### Exercise
Render every line of the listing below as a numbered list, leaving out any blank lines.

### Material
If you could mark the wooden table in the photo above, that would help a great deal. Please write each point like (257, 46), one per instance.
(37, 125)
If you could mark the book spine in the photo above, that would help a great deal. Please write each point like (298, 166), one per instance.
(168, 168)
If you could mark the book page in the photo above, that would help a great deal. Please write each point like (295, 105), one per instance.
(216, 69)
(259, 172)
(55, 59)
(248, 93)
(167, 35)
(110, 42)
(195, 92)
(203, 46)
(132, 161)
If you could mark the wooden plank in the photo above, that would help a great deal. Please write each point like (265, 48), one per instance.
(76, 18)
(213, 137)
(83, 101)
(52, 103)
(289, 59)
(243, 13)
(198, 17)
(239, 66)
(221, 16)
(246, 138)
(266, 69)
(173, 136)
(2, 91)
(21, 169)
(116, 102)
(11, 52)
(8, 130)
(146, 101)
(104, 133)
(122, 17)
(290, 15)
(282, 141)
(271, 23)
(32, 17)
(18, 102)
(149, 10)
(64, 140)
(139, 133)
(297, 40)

### Response to this task
1. If you could mark the wooden table in the photo above, that would help a great deal. Please write each point like (257, 46), one per instance.
2. (37, 125)
3. If you could mark the book spine in the photo above, that would help a great deal. Please write each point like (298, 166), one per instance.
4. (168, 168)
5. If you could mark the book page in the photo above, that would help a great deal. Please write each point like (295, 105), one per instance.
6. (216, 69)
7. (259, 172)
8. (55, 59)
9. (248, 93)
10. (167, 35)
11. (110, 42)
12. (195, 92)
13. (203, 46)
14. (132, 161)
15. If you could mark the wooden plank in the photo above, that would help a great deal. Please write each point like (265, 48), one per instance.
16. (76, 18)
17. (213, 137)
18. (83, 101)
19. (52, 103)
20. (289, 59)
21. (243, 13)
22. (198, 17)
23. (239, 66)
24. (221, 16)
25. (246, 138)
26. (266, 69)
27. (173, 136)
28. (2, 91)
29. (21, 169)
30. (116, 102)
31. (11, 52)
32. (8, 130)
33. (146, 101)
34. (104, 133)
35. (122, 17)
36. (290, 15)
37. (282, 141)
38. (271, 23)
39. (32, 17)
40. (18, 102)
41. (149, 10)
42. (64, 140)
43. (139, 133)
44. (297, 40)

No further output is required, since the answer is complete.